Edit the data from its first line through the line containing "M 934 126 L", changing "race car" to "racing car" and leaving everything else as it is.

Stored records start

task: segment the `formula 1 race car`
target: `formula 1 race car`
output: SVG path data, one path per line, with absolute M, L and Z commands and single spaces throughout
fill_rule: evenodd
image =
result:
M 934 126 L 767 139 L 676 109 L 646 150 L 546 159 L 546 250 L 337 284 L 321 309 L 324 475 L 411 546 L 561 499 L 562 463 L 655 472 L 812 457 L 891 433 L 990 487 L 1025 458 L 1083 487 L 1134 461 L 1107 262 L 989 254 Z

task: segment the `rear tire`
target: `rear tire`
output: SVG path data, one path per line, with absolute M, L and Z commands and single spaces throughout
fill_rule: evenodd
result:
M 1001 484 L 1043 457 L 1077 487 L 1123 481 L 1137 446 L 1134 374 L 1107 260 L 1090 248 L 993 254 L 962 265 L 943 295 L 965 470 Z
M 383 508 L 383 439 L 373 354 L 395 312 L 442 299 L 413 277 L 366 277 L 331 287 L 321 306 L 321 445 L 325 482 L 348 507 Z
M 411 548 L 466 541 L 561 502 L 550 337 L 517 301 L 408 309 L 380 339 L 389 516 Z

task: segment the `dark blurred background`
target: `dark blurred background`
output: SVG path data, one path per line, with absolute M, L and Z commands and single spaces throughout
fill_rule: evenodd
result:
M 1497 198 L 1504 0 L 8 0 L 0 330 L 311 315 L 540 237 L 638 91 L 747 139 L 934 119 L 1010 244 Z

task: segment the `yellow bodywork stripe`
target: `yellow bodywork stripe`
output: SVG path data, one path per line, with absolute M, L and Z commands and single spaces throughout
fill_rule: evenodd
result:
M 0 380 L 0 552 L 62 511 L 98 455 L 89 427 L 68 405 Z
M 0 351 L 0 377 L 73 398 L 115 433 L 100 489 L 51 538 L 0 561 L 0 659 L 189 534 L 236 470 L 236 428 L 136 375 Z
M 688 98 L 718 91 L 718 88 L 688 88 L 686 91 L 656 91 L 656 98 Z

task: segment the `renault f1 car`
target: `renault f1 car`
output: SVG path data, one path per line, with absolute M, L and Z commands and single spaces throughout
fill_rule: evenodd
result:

Stored records end

Result for this task:
task: segment the `formula 1 racing car`
target: `formula 1 racing car`
output: SVG path data, one path per line, with absolute M, L and Z commands and single spaces throughout
fill_rule: evenodd
image =
result:
M 934 126 L 767 139 L 676 109 L 646 150 L 546 159 L 546 250 L 337 284 L 321 309 L 324 475 L 411 546 L 561 499 L 562 463 L 655 472 L 812 457 L 891 433 L 990 487 L 1025 458 L 1083 487 L 1134 461 L 1107 262 L 989 254 Z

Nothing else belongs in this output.